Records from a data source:

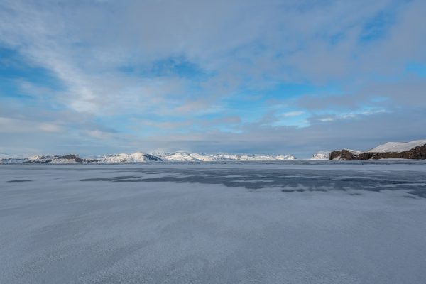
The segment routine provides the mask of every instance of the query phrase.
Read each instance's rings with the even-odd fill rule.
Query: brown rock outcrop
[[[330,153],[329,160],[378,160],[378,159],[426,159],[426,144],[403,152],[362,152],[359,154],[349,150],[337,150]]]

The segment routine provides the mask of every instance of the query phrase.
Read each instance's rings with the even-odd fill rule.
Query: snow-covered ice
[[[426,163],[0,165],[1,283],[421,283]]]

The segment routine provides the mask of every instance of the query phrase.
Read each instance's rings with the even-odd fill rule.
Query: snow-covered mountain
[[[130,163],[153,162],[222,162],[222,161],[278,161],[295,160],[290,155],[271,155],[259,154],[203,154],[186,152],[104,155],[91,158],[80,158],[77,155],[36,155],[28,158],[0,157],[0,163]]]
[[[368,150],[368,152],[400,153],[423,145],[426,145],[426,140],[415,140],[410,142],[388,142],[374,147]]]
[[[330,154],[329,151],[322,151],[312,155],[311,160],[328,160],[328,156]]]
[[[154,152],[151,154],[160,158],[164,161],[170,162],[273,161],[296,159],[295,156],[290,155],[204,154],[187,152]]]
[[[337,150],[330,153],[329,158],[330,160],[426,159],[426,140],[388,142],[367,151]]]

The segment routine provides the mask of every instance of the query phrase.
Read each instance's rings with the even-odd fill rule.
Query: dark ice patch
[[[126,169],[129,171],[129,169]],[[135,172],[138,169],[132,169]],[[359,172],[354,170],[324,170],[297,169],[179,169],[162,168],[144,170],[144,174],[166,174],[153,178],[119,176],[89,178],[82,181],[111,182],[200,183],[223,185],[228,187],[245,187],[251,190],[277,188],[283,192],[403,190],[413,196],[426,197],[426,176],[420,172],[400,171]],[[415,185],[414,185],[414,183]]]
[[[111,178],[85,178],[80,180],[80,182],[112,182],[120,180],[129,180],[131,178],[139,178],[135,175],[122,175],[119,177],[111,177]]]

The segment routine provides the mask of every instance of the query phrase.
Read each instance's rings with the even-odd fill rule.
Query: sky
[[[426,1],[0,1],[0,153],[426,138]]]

EXERCISE
Rewrite the records, replacing "even-odd" with "nonzero" and leaving everything else unchanged. Omit the pictures from your answer.

FINISHED EXERCISE
The segment routine provides the mask of every instance of the query phrase.
Read each instance's rings with the nonzero fill rule.
Query: brown rock outcrop
[[[330,153],[329,160],[378,160],[378,159],[426,159],[426,144],[403,152],[362,152],[359,154],[349,150],[337,150]]]

The segment routine provides the mask of every instance of the query phrase.
Read each instance's rings with the nonzero fill rule.
Query: snow-covered ice
[[[426,163],[0,165],[1,283],[421,283]]]

The segment routine provides the mask of every instance of the query phrase.
Read each instance's rings with the nonzero fill rule.
Query: snow-covered mountain
[[[130,163],[153,162],[222,162],[222,161],[278,161],[295,160],[290,155],[271,155],[259,154],[203,154],[186,152],[104,155],[91,158],[80,158],[77,155],[36,155],[28,158],[0,157],[0,163]]]
[[[368,150],[368,152],[400,153],[423,145],[426,145],[426,140],[415,140],[410,142],[388,142],[374,147]]]
[[[330,154],[329,151],[322,151],[312,155],[311,160],[328,160],[328,156]]]
[[[154,152],[151,154],[160,158],[164,161],[170,162],[273,161],[296,159],[295,156],[290,155],[204,154],[187,152]]]
[[[337,150],[330,153],[329,158],[330,160],[426,159],[426,140],[388,142],[367,151]]]

The segment routine provides the mask of every instance of the query phrase.
Read each instance's rings with the nonzero fill rule.
Query: dark ice patch
[[[126,169],[129,171],[129,169]],[[135,172],[138,169],[132,169]],[[359,172],[354,170],[324,170],[297,169],[179,169],[162,168],[144,170],[144,174],[166,174],[153,178],[119,176],[89,178],[82,181],[111,182],[200,183],[223,185],[228,187],[245,187],[251,190],[277,188],[283,192],[403,190],[413,196],[426,197],[426,176],[420,172],[400,171]],[[415,185],[414,185],[414,183]]]
[[[111,178],[85,178],[80,180],[80,182],[112,182],[120,180],[129,180],[131,178],[139,178],[135,175],[122,175],[119,177],[111,177]]]

The segment routine provides the mask of every instance of the query phrase.
Read each instance's rings with the nonzero fill rule.
Query: sky
[[[426,1],[0,1],[0,153],[426,138]]]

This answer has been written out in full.